◆ GIVEN RECORDS
━━━━━━━━━━━━━━━━━━━━━━━━━━━━━━
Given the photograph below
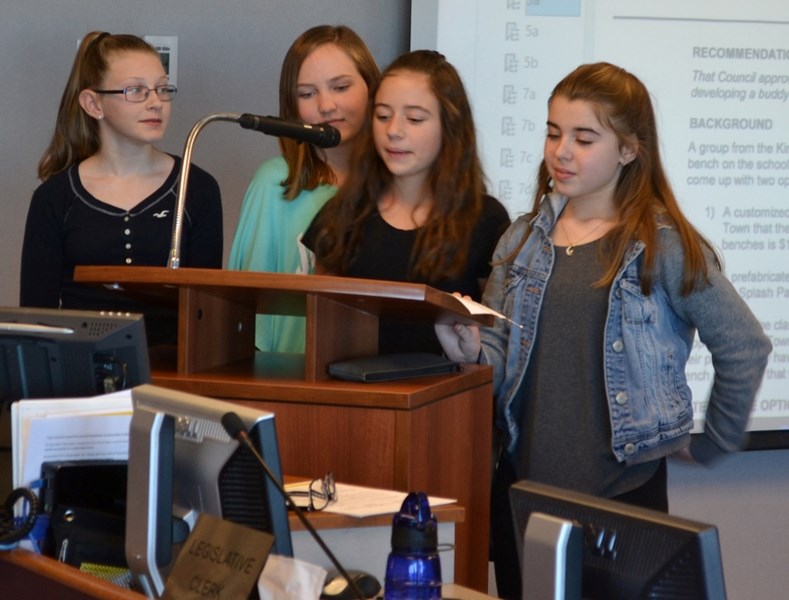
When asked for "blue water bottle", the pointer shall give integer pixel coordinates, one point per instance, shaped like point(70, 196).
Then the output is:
point(413, 570)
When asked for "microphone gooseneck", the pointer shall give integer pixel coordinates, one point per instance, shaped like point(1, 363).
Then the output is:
point(324, 136)
point(236, 429)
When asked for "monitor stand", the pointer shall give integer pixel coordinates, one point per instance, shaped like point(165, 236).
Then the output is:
point(552, 561)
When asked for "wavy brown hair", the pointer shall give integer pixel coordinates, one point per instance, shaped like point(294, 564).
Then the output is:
point(643, 195)
point(76, 134)
point(456, 183)
point(307, 168)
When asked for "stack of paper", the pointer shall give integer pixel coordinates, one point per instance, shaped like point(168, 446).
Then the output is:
point(95, 428)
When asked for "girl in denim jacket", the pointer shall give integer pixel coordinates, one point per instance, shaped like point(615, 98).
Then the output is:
point(608, 282)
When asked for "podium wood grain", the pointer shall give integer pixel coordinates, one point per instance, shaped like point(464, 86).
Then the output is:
point(431, 434)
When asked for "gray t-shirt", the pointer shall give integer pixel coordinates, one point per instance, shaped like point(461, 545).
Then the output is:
point(566, 431)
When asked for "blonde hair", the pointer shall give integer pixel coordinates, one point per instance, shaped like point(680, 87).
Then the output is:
point(76, 134)
point(307, 168)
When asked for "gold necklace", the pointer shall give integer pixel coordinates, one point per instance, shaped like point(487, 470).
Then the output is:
point(571, 248)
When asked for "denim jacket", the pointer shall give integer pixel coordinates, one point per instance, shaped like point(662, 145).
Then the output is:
point(647, 343)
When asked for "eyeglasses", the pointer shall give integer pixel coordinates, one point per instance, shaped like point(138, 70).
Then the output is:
point(140, 93)
point(320, 493)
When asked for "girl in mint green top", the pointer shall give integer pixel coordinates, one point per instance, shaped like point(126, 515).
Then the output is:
point(326, 78)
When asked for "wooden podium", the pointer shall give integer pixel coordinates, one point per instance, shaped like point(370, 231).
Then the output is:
point(431, 434)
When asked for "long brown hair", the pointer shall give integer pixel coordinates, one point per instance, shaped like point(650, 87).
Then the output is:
point(456, 183)
point(307, 168)
point(76, 134)
point(643, 195)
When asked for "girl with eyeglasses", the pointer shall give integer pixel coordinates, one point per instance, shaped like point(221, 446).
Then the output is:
point(108, 193)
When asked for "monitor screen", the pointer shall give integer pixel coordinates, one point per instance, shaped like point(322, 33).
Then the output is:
point(626, 552)
point(52, 353)
point(182, 463)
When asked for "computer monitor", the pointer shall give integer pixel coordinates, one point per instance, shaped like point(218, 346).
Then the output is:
point(182, 463)
point(53, 353)
point(626, 552)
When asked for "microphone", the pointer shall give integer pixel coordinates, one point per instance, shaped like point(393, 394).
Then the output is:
point(323, 136)
point(236, 429)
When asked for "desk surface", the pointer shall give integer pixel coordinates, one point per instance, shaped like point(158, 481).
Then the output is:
point(24, 574)
point(449, 513)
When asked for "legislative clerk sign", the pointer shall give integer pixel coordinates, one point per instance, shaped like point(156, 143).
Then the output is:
point(219, 560)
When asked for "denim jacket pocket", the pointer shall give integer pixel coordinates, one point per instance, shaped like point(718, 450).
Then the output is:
point(664, 396)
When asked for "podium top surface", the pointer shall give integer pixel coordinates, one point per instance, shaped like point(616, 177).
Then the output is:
point(274, 290)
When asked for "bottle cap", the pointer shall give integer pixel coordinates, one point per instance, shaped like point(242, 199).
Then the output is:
point(415, 528)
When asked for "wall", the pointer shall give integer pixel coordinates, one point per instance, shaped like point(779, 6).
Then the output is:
point(230, 52)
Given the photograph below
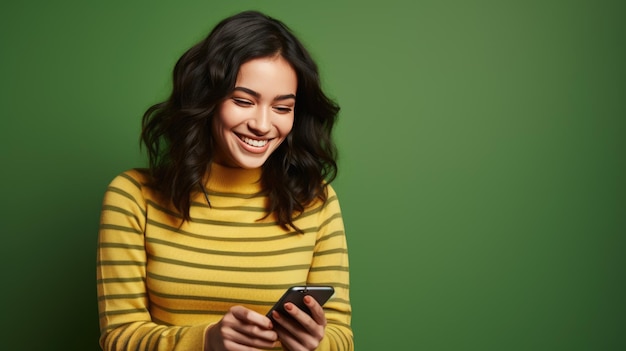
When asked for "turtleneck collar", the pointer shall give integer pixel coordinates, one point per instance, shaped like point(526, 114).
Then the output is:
point(229, 179)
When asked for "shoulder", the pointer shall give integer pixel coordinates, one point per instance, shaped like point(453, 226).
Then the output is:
point(135, 178)
point(130, 185)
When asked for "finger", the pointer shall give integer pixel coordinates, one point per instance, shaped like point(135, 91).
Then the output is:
point(296, 342)
point(317, 312)
point(251, 317)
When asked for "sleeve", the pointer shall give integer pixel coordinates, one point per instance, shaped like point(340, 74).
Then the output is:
point(330, 267)
point(125, 321)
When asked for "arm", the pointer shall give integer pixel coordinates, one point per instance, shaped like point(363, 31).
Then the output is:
point(125, 321)
point(329, 267)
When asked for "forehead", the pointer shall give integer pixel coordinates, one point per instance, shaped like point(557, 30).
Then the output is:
point(268, 75)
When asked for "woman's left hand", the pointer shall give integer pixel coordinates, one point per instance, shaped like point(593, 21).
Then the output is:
point(303, 332)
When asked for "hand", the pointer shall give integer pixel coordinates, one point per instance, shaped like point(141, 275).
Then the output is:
point(241, 329)
point(304, 332)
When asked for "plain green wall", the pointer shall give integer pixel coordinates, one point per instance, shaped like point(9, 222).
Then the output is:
point(482, 179)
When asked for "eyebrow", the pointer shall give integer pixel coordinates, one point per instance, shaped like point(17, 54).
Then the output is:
point(257, 95)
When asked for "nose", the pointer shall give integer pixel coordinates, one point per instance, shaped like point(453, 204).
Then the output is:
point(260, 123)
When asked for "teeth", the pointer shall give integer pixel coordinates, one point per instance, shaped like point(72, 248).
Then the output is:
point(254, 142)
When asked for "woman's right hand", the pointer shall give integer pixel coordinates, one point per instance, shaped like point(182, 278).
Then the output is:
point(241, 329)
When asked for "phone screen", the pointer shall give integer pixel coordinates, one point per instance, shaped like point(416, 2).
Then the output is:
point(296, 294)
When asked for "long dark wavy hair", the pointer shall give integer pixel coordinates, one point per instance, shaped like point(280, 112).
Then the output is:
point(177, 133)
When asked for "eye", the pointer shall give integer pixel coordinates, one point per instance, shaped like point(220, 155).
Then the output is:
point(283, 109)
point(242, 102)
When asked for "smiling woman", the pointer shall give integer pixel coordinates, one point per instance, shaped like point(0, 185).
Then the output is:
point(259, 114)
point(235, 207)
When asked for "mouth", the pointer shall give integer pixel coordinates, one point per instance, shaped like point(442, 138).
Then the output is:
point(253, 142)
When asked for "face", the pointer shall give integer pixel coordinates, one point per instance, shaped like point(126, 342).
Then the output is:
point(254, 120)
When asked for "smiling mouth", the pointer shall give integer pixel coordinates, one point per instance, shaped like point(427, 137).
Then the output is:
point(253, 142)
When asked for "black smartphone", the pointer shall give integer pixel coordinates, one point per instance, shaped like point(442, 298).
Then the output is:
point(295, 295)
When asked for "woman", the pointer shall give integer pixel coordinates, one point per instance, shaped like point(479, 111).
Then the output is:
point(234, 208)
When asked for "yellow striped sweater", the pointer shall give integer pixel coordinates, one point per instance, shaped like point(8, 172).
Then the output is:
point(162, 284)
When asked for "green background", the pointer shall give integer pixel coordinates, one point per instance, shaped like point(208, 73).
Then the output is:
point(482, 170)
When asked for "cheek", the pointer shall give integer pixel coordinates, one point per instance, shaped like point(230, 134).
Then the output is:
point(285, 126)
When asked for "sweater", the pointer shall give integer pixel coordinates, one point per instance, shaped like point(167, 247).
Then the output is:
point(163, 282)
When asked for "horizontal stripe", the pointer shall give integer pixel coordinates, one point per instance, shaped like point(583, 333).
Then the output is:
point(111, 245)
point(230, 253)
point(120, 263)
point(121, 296)
point(119, 280)
point(119, 312)
point(330, 252)
point(230, 268)
point(220, 283)
point(120, 228)
point(330, 269)
point(210, 299)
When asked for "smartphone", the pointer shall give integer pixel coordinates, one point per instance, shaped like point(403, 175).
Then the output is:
point(295, 295)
━━━━━━━━━━━━━━━━━━━━━━━━━━━━━━
◆ REQUIREMENT
If a line of the data holds the string "monitor", list it.

◆ RESPONSE AREA
When asked for "monitor stand", the pointer shall give integer pixel coordinates, one point per instance, shaped like point(165, 236).
When asked for "monitor screen", the pointer shall give integer pixel coordinates, one point per instance, shaped like point(322, 33).
When asked for "computer monitor", the pointer shall give integer pixel coordinates, one point per instance, shaped like point(218, 346).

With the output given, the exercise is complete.